- **Kısa görev**
Aşağıdaki materyalin bütün satırlarını hiçbir değişiklik yapmadan yeniden yazın, ancak resimleri yanıta almayın.

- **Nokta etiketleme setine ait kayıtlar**
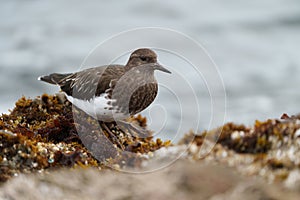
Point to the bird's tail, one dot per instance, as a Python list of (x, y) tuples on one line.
[(54, 78)]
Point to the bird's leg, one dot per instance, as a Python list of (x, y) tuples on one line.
[(103, 125), (123, 125)]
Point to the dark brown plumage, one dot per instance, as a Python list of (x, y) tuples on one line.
[(125, 89)]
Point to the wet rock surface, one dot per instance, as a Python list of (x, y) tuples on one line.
[(52, 150)]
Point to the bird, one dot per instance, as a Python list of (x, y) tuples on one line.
[(112, 92)]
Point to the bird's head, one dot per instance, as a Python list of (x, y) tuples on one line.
[(145, 57)]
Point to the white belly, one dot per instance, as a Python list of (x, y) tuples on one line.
[(98, 108)]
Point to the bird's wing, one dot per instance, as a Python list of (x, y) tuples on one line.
[(90, 82)]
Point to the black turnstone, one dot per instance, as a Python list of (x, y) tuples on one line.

- **Beklenen çıktı**
Point to the bird's tail, one dot per instance, as a Python list of (x, y) tuples on one line.
[(54, 78)]
Point to the bird's leg, one dot per instance, as a Python list of (x, y) tuples on one line.
[(103, 125), (123, 125)]
Point to the dark brown plumage, one dot per instance, as a Python list of (x, y) tuples on one line.
[(125, 89)]
Point to the wet rock surface, one dot per instance, as a Python list of (x, y) tuples on one line.
[(52, 150)]
Point to the bird, one dot per instance, as a Python list of (x, y) tuples on one line.
[(112, 92)]
Point to the bird's head, one dot per instance, as a Python list of (x, y) tuples on one line.
[(145, 57)]
Point to the white belly, one dot per instance, as a Python list of (x, y) tuples on one line.
[(98, 108)]
Point to the bird's wing, one dot per instance, as a Python list of (x, y) tuples on one line.
[(90, 82)]
Point to the black turnstone, one dot per instance, as a Python list of (x, y) tuples on one line.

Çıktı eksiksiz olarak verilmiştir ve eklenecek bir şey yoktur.